◆ Selected extract:
By PHILIP CHANDLER
Attempting her first half ironman just over two years ago, Queenstowner Fiona Gallagher crashed her bike and broke her collarbone.
Undeterred, late last month the 27-year-old convincingly won her age group and was fourth-fastest female amateur in her first full ironman, Taupo’s Ironman New Zealand, finishing in 10hr 12min 33sec.
She was able to relax on the second leg of the two-leg run — a marathon itself — as she already led the next woman in her age group by over half an hour.
‘‘I cried for the last 5km because I knew it was actually going to happen.
‘‘I had so many friends there, my partner and my coach, just there to support me — it was awesome but very, very emotional.’’
Gallagher had shown she was on target for Taupo when finishing second in her age group in the Tauranga Half in January.
She also won a special trophy, the Tony O’Hagan Cup, recognising the obstacles she’d overcome getting to the start-line.
Then, like all Taupo entrants, she had to overcome the inconvenience of having the event postponed for three weeks due to Covid restrictions.
‘‘Mentally it was really, really hard.’’
By winning her age group, she qualified for the world champs in Kailua-Kona, Hawaii, but Gallagher says she’s turned down her slot due to the cost involved — potentially $30,000 to $40,000, including quarantining.
At this stage, she’ll probably compete in November’s Queenstown Marathon and December’s half ironman in Taupo.

◆ Entries provided:

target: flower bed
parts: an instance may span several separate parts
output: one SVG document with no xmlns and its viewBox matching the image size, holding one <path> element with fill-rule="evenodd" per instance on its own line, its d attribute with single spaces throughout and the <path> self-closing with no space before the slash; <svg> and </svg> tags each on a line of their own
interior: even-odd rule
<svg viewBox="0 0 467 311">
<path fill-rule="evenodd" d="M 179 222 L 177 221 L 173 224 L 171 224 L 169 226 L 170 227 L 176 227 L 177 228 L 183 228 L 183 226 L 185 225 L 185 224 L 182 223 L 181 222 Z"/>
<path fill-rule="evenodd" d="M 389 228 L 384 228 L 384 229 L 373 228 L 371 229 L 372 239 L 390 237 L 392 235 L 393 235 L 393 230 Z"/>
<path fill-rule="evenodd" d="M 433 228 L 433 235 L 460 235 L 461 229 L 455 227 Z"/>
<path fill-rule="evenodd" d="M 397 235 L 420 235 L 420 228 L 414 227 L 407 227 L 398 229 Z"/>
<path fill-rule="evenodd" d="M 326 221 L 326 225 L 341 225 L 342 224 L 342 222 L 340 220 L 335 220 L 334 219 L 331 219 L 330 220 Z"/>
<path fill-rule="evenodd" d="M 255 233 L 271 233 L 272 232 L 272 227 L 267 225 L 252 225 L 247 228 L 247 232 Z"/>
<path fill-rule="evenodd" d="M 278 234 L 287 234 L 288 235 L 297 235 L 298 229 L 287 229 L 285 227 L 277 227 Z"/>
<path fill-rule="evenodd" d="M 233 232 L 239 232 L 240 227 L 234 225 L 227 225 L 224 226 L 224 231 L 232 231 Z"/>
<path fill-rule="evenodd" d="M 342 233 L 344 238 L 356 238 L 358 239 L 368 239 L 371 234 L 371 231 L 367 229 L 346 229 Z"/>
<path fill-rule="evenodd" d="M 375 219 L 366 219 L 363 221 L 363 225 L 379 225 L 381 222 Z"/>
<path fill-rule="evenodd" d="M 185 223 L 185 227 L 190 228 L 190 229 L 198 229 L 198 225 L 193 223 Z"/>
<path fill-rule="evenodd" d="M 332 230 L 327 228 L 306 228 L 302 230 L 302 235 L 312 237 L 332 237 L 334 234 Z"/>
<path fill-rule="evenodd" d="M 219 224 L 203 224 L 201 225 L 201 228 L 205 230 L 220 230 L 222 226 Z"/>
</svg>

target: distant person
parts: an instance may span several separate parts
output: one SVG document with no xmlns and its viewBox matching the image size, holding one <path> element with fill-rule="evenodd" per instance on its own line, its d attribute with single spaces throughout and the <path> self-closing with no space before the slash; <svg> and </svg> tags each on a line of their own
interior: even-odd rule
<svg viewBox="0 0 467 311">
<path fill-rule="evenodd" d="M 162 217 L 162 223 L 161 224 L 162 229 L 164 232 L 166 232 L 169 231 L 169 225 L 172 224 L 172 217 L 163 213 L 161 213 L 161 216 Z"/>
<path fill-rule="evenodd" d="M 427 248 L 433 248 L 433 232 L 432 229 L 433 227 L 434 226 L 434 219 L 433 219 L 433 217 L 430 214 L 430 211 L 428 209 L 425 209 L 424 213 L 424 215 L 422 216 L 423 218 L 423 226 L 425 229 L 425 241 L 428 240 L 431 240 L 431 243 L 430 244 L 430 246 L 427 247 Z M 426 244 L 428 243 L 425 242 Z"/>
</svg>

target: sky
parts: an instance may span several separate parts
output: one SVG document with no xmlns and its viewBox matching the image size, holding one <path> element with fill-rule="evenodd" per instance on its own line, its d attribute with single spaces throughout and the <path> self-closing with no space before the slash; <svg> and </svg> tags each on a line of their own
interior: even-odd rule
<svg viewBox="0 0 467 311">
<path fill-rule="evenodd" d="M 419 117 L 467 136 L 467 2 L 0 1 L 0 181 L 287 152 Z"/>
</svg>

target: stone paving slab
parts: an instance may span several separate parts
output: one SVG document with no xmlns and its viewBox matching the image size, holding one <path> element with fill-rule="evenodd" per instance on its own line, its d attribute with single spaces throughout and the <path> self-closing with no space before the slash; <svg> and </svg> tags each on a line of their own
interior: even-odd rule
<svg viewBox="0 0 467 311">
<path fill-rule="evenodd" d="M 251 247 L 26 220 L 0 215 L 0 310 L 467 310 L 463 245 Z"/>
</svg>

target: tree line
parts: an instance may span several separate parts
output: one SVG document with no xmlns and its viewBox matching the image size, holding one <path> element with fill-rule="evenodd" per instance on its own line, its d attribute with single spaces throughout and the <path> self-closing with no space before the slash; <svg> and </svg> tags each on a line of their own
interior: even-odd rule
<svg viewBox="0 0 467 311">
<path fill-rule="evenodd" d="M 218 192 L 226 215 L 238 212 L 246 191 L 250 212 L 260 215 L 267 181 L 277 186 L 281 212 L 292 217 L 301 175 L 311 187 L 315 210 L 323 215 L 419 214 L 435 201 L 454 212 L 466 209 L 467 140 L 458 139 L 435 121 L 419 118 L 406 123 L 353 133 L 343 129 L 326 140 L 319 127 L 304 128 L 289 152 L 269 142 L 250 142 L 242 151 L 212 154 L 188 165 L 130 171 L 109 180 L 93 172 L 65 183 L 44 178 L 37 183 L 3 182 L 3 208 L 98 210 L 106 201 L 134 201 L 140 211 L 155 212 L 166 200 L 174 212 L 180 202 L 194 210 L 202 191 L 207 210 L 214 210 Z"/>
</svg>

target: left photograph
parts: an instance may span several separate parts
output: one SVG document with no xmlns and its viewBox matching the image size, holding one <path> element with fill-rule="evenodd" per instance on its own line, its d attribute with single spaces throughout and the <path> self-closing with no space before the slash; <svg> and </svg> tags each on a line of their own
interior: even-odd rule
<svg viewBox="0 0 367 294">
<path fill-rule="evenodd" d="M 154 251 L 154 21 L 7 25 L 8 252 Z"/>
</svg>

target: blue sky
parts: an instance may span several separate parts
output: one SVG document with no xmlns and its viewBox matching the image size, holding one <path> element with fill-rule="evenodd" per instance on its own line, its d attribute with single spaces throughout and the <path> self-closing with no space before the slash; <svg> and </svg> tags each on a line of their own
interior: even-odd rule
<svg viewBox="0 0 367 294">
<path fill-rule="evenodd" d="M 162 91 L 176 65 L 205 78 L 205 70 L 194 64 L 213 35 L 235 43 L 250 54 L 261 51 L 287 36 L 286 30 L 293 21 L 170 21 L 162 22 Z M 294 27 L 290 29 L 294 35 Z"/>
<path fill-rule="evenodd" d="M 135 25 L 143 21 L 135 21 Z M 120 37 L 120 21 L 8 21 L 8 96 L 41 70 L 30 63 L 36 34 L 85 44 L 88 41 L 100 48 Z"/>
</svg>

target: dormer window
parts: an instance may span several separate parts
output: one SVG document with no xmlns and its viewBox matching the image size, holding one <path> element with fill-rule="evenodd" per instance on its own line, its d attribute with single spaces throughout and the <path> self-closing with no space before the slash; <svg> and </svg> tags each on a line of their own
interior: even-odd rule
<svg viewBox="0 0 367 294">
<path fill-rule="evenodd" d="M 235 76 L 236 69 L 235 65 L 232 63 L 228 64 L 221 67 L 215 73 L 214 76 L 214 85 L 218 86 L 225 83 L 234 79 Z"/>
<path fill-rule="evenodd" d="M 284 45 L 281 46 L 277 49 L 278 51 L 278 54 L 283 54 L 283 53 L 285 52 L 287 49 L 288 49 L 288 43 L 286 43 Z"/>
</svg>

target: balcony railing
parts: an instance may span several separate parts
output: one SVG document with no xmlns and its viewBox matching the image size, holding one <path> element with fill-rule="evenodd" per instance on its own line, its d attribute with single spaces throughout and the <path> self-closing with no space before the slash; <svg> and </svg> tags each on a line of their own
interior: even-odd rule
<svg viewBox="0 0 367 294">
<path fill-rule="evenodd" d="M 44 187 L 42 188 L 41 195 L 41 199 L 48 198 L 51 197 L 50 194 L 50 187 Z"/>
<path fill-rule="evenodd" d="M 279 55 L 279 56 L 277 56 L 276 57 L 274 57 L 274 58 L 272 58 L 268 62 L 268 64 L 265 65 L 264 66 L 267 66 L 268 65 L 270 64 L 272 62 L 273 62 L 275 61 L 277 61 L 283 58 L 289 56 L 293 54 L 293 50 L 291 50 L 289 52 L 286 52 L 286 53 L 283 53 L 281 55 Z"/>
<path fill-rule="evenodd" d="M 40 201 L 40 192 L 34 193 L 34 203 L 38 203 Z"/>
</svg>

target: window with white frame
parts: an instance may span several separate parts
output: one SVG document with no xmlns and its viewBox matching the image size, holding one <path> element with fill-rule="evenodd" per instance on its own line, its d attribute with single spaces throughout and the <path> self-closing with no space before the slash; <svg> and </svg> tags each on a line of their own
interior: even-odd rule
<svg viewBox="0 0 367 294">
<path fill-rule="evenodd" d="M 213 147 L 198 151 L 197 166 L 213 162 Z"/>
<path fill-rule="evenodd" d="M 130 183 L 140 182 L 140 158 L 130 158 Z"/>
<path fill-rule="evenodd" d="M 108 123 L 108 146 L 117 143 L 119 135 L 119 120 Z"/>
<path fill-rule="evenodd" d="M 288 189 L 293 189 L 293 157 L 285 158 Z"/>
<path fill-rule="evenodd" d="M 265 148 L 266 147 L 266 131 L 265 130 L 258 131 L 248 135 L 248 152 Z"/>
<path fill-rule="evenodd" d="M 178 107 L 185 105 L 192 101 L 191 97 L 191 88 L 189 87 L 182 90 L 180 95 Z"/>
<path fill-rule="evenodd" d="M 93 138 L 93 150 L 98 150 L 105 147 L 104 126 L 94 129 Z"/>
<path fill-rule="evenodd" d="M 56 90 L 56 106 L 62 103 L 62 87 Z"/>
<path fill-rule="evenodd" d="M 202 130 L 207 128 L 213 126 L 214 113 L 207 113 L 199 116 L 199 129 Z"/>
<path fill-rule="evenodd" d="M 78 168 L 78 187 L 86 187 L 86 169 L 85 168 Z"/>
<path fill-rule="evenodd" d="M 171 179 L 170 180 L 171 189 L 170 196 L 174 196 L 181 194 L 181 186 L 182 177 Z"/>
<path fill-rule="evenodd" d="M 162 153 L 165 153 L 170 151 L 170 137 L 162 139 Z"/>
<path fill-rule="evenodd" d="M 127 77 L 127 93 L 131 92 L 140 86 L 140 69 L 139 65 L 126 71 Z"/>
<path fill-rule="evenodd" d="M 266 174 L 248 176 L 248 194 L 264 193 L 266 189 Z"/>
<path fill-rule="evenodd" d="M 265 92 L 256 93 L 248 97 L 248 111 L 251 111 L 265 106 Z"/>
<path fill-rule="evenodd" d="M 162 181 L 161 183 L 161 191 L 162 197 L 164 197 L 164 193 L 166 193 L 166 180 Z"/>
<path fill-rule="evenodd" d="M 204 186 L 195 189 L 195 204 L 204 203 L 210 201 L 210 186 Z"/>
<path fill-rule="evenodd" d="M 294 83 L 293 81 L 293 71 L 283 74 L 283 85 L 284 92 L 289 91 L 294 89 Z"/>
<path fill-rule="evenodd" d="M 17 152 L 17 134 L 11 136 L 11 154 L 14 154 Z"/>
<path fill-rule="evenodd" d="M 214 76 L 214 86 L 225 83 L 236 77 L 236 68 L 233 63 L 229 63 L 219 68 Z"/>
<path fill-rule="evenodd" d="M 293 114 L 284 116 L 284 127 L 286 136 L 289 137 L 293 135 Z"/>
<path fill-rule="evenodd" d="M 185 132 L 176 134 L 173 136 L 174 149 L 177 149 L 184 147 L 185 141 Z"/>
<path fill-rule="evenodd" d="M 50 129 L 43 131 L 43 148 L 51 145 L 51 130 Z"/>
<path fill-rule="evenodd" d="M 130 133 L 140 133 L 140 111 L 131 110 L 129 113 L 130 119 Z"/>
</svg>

◆ Problem statement:
Could you reproduce, word for word, the part of the article about Fiona Gallagher's ironman between "Undeterred, late last" and "going to happen.", inclusive?

◆ Answer to this problem:
Undeterred, late last month the 27-year-old convincingly won her age group and was fourth-fastest female amateur in her first full ironman, Taupo’s Ironman New Zealand, finishing in 10hr 12min 33sec.
She was able to relax on the second leg of the two-leg run — a marathon itself — as she already led the next woman in her age group by over half an hour.
‘‘I cried for the last 5km because I knew it was actually going to happen.